#### EXTRACTED DATA:
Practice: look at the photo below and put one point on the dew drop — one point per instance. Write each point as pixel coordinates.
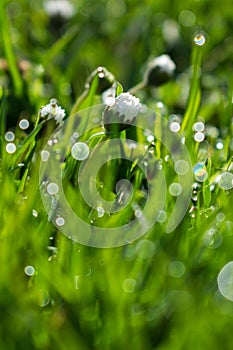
(219, 145)
(35, 213)
(220, 217)
(9, 136)
(181, 167)
(100, 212)
(199, 136)
(52, 188)
(150, 138)
(225, 281)
(80, 151)
(24, 124)
(199, 40)
(175, 189)
(175, 127)
(226, 181)
(29, 270)
(176, 269)
(162, 216)
(200, 172)
(10, 148)
(199, 126)
(60, 221)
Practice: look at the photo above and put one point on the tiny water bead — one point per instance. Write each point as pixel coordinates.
(162, 216)
(10, 148)
(44, 155)
(219, 145)
(29, 270)
(24, 124)
(226, 181)
(199, 126)
(181, 167)
(175, 189)
(100, 212)
(60, 221)
(150, 138)
(80, 151)
(200, 172)
(220, 217)
(52, 188)
(175, 127)
(9, 136)
(225, 281)
(199, 136)
(199, 40)
(34, 213)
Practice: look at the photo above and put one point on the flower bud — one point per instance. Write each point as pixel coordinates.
(122, 114)
(105, 80)
(159, 71)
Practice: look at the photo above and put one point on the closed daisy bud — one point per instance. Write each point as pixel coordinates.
(123, 113)
(105, 79)
(159, 71)
(52, 110)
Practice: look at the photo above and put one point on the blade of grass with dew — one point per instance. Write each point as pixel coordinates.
(9, 51)
(194, 97)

#### TASK TO CARRY OUT:
Add 92 to every pixel coordinate in the answers, working on everything from the line containing "on the closed" down to the last of the rows. Write all of those lines out again, leaving the other lines unchanged.

#### WRITTEN RESPONSE:
Practice: look at the photo above and put one point on the closed daisy bud — one point per instance. Write each point as pixel coordinates.
(215, 205)
(197, 171)
(251, 163)
(144, 202)
Practice: look at the photo above and put one point on the blade of grass with dew — one point per instance. Write each point as pixel coordinates.
(101, 143)
(286, 189)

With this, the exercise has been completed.